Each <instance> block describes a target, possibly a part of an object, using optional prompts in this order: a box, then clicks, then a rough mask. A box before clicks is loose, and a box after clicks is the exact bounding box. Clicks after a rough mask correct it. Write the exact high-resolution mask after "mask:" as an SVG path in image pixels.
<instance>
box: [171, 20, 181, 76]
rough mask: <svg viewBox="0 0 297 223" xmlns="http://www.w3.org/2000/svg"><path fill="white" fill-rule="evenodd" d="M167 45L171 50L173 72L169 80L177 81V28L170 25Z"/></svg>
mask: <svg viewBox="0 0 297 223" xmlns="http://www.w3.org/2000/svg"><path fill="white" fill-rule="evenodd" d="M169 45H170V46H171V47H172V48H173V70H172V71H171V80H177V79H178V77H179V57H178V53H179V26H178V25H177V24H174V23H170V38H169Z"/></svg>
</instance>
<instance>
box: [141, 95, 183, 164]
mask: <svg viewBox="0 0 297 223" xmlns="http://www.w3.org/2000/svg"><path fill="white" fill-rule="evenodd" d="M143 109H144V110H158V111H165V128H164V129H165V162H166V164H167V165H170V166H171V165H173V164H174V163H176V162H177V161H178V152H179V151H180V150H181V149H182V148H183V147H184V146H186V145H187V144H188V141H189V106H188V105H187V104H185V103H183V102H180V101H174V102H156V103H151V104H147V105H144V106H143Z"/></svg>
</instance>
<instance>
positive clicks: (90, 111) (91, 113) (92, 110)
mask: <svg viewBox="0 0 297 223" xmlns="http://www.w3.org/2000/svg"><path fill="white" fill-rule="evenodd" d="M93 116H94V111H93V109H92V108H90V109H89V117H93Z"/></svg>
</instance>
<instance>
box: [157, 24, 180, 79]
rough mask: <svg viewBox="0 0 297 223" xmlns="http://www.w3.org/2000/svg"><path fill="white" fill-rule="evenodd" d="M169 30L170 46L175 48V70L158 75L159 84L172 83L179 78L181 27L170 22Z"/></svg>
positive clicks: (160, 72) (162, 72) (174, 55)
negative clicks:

====

▶ **What the exercise asks**
Output the data in full, precisely as it appears above.

▶ **The completed task**
Each <instance> block describes a target, possibly a part of an object, using optional prompts in this order: a box, then clicks, then a rough mask. A box before clicks is loose, and a box after clicks is the exact bounding box. Clicks after a rough mask correct it. Write the exact high-resolution mask after "mask:" as an SVG path in image pixels.
<instance>
box: [171, 20, 181, 76]
rough mask: <svg viewBox="0 0 297 223" xmlns="http://www.w3.org/2000/svg"><path fill="white" fill-rule="evenodd" d="M167 45L171 50L173 72L169 80L177 81V28L170 25Z"/></svg>
mask: <svg viewBox="0 0 297 223" xmlns="http://www.w3.org/2000/svg"><path fill="white" fill-rule="evenodd" d="M169 45H170V46H171V47H172V48H173V70H172V71H171V80H177V79H178V77H179V57H178V53H179V26H178V25H177V24H174V23H170V38H169Z"/></svg>
</instance>
<instance>
box: [141, 95, 183, 164]
mask: <svg viewBox="0 0 297 223" xmlns="http://www.w3.org/2000/svg"><path fill="white" fill-rule="evenodd" d="M143 109H144V110H158V111H165V128H164V129H165V162H166V164H167V165H170V166H171V165H173V164H174V163H176V162H177V161H178V152H179V151H180V150H181V149H182V148H183V147H184V146H186V145H187V144H188V141H189V106H188V105H187V104H185V103H183V102H180V101H174V102H156V103H151V104H147V105H144V106H143Z"/></svg>
</instance>
<instance>
positive clicks: (90, 111) (91, 113) (92, 110)
mask: <svg viewBox="0 0 297 223" xmlns="http://www.w3.org/2000/svg"><path fill="white" fill-rule="evenodd" d="M93 116H94V111H93V109H92V108H90V109H89V117H93Z"/></svg>
</instance>
<instance>
box: [157, 24, 180, 79]
rough mask: <svg viewBox="0 0 297 223" xmlns="http://www.w3.org/2000/svg"><path fill="white" fill-rule="evenodd" d="M169 30L170 46L175 48V70L158 75L159 84L172 83L179 78L181 27L170 22Z"/></svg>
positive clicks: (160, 72) (162, 72) (174, 55)
negative clicks:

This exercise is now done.